| Data in this exercise |
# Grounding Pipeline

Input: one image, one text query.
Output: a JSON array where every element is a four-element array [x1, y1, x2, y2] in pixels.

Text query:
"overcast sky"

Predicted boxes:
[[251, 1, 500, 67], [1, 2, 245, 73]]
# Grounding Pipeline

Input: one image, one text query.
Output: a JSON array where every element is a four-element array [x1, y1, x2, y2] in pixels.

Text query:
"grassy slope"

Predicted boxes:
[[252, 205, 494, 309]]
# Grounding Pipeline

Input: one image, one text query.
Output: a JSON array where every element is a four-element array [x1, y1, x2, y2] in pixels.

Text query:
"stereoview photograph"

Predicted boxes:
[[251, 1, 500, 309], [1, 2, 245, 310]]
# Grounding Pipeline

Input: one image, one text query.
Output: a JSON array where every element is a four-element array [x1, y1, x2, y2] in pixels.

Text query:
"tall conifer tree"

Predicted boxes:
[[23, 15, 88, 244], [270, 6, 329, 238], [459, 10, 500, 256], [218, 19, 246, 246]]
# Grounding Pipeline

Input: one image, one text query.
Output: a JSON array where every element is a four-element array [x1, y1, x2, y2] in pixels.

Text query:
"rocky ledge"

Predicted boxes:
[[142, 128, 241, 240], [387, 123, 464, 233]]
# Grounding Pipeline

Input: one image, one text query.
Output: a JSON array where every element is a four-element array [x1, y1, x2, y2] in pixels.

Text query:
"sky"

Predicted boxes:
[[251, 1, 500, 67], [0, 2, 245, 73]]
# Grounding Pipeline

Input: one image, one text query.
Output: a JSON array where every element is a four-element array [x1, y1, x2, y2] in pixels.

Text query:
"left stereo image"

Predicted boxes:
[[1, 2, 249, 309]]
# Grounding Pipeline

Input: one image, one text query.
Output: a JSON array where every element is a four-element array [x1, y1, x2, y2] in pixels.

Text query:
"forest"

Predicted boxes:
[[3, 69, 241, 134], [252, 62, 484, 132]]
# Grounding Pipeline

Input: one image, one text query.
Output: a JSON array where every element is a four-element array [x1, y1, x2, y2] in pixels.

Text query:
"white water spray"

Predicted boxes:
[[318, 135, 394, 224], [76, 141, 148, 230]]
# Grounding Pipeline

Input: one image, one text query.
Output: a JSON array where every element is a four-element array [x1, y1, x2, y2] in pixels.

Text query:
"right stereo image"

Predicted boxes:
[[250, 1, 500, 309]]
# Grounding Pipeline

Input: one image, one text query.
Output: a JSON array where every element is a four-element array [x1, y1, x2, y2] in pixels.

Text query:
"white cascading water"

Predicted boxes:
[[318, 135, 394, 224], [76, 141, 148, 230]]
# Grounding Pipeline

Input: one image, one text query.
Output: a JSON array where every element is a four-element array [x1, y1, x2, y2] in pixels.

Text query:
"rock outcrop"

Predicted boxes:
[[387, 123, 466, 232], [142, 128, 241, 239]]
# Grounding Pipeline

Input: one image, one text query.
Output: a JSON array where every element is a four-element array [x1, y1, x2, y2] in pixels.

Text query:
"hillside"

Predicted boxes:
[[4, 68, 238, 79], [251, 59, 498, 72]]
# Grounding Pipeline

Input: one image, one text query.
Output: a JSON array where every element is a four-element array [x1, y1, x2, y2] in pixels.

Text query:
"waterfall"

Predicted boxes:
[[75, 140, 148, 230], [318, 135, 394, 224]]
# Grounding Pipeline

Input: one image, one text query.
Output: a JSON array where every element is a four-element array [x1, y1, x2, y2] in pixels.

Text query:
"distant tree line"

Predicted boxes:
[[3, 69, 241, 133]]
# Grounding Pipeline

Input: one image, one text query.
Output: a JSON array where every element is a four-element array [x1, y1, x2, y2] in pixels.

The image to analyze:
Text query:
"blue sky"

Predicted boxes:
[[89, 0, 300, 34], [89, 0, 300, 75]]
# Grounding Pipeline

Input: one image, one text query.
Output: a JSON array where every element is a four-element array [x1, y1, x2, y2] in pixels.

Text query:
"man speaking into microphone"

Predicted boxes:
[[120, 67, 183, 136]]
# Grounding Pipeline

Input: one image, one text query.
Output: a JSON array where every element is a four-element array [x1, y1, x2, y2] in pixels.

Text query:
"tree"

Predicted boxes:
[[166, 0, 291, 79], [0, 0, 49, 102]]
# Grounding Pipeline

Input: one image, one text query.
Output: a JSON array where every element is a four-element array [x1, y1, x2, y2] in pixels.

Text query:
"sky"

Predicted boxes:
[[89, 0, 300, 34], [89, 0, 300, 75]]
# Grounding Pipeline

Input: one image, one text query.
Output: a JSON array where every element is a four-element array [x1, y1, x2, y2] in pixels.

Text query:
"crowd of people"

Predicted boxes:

| Written instruction |
Copy all of the material above word for word, with every line kept as it is.

| Exercise output |
# Grounding Pipeline

Input: one image, one text query.
Output: a JSON array where every element is a four-element array [x1, y1, x2, y2] in pixels.

Text query:
"overcast sky"

Predicted boxes:
[[251, 1, 500, 67], [1, 2, 245, 73]]
# Grounding Pipeline

Input: one image, one text query.
Output: a JSON array where every element is a four-element array [x1, y1, x2, y2] in pixels.

Text query:
"grassy slope"

Predicted boxes:
[[252, 205, 494, 309]]
# Grounding Pipeline

Input: one image, one text query.
Output: a JSON array where every element is a four-element array [x1, y1, x2, y2] in pixels.

Text query:
"stereoview photograph"

Predicted boxes:
[[251, 1, 500, 309], [1, 2, 245, 310]]
# Grounding Pipeline

Input: one image, one text query.
Output: a JSON array where every element is a four-element array [x1, y1, x2, y2] in pixels.

Text query:
"tall conifer tree"

Predicted boxes:
[[23, 15, 88, 244], [270, 6, 329, 238], [459, 10, 500, 256], [218, 19, 246, 246]]
# Grounding Pipeline

Input: one image, one text query.
Output: a JSON array where every element is a four-element array [x1, y1, x2, y2] in pixels.

Text query:
"rocky ledge"

Predicted boxes:
[[142, 128, 241, 240], [387, 123, 464, 233]]
# Grounding Pipeline

Input: one image, one text query.
Output: a JSON array where every element is a four-element array [x1, y1, x2, y2] in pixels.

Text query:
"sky"

Predicted boxes:
[[251, 1, 500, 67], [0, 2, 245, 73]]
# Grounding Pipeline

Input: one image, one text query.
Output: a JSON array where every element is a four-element array [x1, y1, x2, y2] in pixels.

Text query:
"left stereo image"

Predicted boxes:
[[1, 2, 249, 309]]
# Grounding Pipeline

Input: one image, one text query.
Output: a JSON array where every element is a four-element array [x1, y1, x2, y2] in pixels.

Text query:
"forest"

Predicted boxes:
[[3, 69, 241, 134], [252, 62, 484, 132]]
# Grounding Pipeline

Input: one image, one text query.
Output: a JSON array where every element is a four-element array [x1, y1, x2, y2] in pixels.

Text query:
"white water spray"

Predicted boxes:
[[318, 135, 394, 224], [76, 141, 148, 230]]
# Grounding Pipeline

Input: one image, one text query.
Output: a JSON array where every element is a four-element array [x1, y1, x2, y2] in pixels.

Text query:
"right stereo image"

Predicted boxes:
[[250, 1, 500, 309]]
# Grounding Pipeline

Input: one image, one text query.
Output: a JSON array where every element is a four-element array [x1, y1, x2, y2] in pixels.

Text query:
"white cascading water"

Predicted boxes:
[[318, 135, 394, 224], [76, 141, 148, 230]]
# Grounding Pipeline

Input: one image, one text query.
Output: a JSON array where every element is a four-element array [x1, y1, x2, y2] in pixels.

Text query:
"rock outcrop"

Predicted boxes:
[[387, 123, 466, 232], [142, 128, 241, 239]]
# Grounding Pipeline

Input: one image, one text query.
Output: a JSON array where every element is a four-element array [x1, y1, x2, y2] in pixels.

Text query:
"hillside"

Predicted boxes:
[[4, 68, 238, 79], [251, 59, 498, 72]]
# Grounding Pipeline

Input: one image, one text query.
Output: a JSON array where every element is a four-element array [x1, y1, x2, y2] in pixels.

Text query:
"waterfall"

Predicted boxes:
[[75, 140, 148, 230], [318, 135, 394, 224]]
# Grounding Pipeline

Input: one image, one text query.
Output: a JSON array where every element is a four-element array [x1, y1, x2, y2] in pixels.

Text query:
"distant tree line"

Predicted boxes:
[[3, 69, 241, 133]]
# Grounding Pipeline

Input: one image, one text query.
Output: a JSON array where every element is a four-element array [x1, y1, x2, y2] in pixels.

The image to analyze:
Text query:
"blue sky"

Predicted boxes:
[[89, 0, 300, 34], [89, 0, 300, 75]]
# Grounding Pipeline

Input: one image, one text query.
Output: a JSON array where every element is a four-element array [x1, y1, x2, y2] in pixels.

Text query:
"man speaking into microphone"

Predicted boxes:
[[120, 67, 183, 136]]
# Grounding Pipeline

Input: one image, one text query.
Output: a JSON array where every element is a four-element array [x1, y1, x2, y2] in pixels.

Text query:
"tree"

Predicted boxes:
[[166, 0, 291, 79], [0, 0, 49, 102]]
# Grounding Pipeline

Input: one image, one text query.
Output: a JSON array where every element is a four-element array [x1, y1, x2, y2] in pixels.

Text query:
"sky"

Predicted boxes:
[[89, 0, 300, 34], [89, 0, 300, 75]]
# Grounding Pipeline

Input: one image, one text query.
Output: a JSON array where every element is a four-element array [x1, y1, x2, y2] in pixels.

Text query:
"crowd of people"

Predicted boxes:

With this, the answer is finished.